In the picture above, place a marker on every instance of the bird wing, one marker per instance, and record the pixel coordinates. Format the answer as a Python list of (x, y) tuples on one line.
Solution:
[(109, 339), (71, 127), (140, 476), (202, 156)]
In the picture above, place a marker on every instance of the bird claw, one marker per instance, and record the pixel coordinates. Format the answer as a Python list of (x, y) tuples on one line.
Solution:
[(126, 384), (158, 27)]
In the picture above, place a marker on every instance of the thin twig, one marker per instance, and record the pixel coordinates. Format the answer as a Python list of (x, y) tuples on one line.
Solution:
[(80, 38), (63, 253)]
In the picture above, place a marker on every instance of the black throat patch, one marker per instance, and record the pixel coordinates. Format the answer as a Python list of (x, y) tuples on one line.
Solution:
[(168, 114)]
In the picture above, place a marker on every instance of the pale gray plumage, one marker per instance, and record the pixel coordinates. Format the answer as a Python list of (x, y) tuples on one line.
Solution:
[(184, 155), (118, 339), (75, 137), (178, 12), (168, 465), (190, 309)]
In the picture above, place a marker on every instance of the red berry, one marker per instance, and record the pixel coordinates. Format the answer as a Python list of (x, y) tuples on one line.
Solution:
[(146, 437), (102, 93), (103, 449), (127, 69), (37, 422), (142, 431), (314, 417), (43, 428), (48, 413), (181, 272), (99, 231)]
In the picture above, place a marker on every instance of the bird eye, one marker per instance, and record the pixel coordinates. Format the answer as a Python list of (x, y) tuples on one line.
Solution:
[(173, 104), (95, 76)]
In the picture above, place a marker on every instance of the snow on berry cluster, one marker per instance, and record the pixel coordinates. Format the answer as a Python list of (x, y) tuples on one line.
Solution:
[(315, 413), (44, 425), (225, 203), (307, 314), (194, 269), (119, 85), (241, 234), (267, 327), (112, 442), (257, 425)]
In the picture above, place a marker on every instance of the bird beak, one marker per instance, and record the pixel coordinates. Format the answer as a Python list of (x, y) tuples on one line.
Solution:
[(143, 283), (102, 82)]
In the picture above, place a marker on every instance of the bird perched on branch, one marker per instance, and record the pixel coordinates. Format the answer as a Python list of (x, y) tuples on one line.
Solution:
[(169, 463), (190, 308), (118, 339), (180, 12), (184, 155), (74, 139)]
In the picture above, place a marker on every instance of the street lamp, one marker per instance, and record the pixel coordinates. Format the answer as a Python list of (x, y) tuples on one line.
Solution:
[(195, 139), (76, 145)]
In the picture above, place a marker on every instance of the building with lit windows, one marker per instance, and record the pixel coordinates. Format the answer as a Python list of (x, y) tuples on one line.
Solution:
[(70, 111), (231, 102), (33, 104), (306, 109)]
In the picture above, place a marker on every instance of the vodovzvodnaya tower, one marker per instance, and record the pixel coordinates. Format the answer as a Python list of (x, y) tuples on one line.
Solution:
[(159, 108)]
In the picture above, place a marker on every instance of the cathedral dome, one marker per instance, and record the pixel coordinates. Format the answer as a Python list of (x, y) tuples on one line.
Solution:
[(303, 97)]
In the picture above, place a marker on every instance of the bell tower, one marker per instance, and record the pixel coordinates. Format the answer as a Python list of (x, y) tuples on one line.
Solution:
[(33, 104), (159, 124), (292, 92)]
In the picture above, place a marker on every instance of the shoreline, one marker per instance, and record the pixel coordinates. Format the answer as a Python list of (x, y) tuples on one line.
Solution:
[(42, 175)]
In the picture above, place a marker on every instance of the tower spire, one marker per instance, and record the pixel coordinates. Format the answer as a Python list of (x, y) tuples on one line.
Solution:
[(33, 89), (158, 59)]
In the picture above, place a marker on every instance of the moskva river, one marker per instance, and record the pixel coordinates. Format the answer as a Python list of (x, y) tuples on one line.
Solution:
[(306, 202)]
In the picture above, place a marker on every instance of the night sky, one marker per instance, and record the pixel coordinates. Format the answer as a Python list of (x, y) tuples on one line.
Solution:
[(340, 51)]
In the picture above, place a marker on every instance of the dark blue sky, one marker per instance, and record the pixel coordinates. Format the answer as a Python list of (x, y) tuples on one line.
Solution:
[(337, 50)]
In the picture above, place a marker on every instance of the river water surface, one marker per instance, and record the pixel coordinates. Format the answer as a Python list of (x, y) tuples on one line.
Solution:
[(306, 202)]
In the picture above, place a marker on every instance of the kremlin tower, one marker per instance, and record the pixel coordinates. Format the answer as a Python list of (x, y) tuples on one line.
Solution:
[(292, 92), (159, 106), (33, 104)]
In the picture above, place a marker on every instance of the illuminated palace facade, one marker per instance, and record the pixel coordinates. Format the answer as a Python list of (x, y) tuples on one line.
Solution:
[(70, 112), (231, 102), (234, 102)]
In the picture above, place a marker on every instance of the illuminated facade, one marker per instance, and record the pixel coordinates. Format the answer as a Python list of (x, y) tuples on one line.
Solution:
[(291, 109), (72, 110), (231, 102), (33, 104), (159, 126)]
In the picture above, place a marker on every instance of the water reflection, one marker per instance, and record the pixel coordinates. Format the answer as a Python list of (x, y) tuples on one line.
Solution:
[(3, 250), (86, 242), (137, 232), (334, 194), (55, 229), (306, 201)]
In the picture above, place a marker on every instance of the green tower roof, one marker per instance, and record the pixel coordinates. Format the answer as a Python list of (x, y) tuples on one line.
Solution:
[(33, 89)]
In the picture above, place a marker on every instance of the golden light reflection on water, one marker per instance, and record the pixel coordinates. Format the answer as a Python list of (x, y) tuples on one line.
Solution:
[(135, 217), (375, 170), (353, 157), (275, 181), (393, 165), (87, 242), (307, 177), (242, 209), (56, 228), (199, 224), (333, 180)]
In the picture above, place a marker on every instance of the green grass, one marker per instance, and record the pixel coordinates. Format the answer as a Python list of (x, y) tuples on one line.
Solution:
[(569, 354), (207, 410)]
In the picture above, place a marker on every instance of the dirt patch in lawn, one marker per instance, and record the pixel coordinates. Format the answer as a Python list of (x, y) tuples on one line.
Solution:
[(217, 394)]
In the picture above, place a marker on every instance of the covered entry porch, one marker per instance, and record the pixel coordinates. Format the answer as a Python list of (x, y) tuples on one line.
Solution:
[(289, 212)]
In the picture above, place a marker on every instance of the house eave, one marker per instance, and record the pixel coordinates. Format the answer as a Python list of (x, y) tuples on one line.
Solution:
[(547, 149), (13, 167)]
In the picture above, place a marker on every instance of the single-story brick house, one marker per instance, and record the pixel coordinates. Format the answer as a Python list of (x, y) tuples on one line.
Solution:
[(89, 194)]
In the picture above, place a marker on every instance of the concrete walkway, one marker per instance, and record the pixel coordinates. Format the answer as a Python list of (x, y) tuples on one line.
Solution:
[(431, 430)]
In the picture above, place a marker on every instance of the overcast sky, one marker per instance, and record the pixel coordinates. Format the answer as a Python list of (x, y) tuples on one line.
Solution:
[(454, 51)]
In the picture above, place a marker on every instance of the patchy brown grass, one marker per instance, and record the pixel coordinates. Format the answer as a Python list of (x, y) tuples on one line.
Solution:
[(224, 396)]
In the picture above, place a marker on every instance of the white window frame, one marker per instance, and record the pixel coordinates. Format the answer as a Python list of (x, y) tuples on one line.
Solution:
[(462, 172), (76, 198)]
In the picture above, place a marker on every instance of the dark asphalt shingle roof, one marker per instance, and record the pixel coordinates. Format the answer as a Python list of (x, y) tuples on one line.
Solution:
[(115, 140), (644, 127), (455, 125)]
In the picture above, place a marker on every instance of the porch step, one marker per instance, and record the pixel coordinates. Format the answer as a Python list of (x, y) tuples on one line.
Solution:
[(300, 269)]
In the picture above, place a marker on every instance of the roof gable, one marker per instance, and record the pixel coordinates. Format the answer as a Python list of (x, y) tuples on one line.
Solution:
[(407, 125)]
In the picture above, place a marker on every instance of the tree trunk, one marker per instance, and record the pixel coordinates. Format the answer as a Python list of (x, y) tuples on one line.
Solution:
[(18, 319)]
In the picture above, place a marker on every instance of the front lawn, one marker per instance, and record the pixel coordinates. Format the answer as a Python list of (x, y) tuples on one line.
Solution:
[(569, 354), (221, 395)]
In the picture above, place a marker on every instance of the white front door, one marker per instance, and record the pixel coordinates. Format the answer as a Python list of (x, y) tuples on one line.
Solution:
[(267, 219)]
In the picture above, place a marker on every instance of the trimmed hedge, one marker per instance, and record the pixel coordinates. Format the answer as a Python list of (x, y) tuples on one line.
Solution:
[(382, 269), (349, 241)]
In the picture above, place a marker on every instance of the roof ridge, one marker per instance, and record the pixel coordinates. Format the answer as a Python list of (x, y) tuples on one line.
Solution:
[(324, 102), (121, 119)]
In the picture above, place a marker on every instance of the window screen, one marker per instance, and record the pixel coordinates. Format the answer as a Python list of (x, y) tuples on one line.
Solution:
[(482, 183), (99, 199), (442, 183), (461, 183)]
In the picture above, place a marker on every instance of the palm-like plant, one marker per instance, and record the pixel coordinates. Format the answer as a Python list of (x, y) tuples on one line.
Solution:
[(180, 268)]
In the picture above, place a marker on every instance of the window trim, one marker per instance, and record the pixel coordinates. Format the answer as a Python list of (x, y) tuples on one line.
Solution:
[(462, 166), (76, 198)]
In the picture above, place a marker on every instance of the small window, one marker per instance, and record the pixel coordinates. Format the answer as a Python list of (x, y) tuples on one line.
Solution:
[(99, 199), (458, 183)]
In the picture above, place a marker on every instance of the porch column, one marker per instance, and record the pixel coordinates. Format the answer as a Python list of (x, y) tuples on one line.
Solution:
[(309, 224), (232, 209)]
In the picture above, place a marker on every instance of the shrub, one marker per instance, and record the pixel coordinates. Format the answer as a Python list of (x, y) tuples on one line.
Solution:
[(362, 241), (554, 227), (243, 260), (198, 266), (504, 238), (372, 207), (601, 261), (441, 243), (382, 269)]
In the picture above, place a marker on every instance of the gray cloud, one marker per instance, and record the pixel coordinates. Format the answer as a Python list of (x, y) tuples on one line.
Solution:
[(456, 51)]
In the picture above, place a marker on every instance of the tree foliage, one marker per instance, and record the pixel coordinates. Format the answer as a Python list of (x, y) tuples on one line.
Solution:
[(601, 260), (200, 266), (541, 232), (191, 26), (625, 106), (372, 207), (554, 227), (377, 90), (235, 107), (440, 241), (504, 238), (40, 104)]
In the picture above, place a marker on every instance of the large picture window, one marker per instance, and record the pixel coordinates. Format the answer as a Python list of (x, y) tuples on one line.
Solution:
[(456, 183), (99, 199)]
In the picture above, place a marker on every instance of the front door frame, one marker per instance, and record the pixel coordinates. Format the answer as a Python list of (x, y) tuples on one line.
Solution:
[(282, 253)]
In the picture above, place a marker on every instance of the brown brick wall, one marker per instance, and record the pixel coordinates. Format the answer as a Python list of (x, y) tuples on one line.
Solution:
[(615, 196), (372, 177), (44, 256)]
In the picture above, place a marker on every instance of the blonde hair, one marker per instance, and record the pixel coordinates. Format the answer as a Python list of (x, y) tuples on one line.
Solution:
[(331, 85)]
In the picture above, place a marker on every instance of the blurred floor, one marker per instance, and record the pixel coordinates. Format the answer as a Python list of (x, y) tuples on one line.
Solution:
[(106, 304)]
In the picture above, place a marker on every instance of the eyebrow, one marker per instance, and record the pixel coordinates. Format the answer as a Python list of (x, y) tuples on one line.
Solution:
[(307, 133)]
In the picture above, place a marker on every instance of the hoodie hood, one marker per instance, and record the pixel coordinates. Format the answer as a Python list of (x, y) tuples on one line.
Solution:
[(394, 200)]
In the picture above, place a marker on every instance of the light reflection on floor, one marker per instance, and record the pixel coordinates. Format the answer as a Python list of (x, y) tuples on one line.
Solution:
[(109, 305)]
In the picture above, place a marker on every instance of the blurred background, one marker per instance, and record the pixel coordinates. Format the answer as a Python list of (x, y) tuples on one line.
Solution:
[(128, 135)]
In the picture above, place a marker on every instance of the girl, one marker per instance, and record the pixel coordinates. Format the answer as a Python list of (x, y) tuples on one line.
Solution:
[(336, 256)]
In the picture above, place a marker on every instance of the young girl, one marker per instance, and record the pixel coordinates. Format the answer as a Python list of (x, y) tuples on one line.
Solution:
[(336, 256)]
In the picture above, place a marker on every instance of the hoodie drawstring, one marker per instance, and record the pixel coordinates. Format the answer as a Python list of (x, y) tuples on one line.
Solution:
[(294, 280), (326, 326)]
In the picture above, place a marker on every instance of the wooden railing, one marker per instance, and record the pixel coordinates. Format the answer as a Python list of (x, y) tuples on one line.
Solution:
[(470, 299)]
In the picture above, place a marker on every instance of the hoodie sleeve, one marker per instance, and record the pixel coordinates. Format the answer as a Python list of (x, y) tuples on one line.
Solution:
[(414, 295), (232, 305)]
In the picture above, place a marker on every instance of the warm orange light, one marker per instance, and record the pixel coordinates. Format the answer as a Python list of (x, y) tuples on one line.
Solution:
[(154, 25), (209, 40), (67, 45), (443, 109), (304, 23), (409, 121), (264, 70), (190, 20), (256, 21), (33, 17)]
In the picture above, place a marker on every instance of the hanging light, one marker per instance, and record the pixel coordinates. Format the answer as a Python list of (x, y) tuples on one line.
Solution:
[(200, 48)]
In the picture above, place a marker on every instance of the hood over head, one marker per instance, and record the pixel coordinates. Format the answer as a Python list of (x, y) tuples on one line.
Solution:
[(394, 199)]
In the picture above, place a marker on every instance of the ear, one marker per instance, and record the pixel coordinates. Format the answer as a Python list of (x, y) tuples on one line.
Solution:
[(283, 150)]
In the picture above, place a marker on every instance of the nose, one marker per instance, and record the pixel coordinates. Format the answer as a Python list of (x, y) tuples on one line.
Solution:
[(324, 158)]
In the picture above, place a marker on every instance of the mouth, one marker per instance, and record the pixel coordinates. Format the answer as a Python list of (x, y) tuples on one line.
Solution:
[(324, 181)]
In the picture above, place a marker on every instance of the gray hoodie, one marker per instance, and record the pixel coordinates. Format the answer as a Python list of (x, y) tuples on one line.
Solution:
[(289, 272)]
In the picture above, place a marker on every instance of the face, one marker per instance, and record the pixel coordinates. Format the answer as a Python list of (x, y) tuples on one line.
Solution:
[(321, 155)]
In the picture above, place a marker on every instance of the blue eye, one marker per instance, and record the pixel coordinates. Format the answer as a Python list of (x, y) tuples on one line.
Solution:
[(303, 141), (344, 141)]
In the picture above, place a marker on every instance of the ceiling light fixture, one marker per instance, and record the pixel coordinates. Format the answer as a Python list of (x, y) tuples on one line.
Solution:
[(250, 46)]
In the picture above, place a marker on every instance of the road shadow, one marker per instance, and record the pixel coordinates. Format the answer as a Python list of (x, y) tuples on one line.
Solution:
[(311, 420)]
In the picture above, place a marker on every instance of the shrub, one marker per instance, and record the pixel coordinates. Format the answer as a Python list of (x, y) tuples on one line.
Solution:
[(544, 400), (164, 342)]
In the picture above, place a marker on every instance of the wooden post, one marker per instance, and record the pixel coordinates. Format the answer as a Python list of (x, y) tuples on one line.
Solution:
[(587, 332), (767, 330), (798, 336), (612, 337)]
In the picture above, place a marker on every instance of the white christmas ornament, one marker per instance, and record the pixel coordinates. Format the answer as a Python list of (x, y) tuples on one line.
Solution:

* What is required
Copy out again, unchanged, the part of the rows that opens with the line containing "the dark asphalt" and closes with the line containing "[(115, 140), (644, 127), (455, 125)]", with both of those lines included.

* Answer to this task
In the picture above, place a marker on every instance of the dark asphalt shingle roof, one marker per instance, and record the pixel coordinates. Format the answer as a Python list of (x, y) tuples on one line.
Solution:
[(115, 140), (644, 127), (455, 125)]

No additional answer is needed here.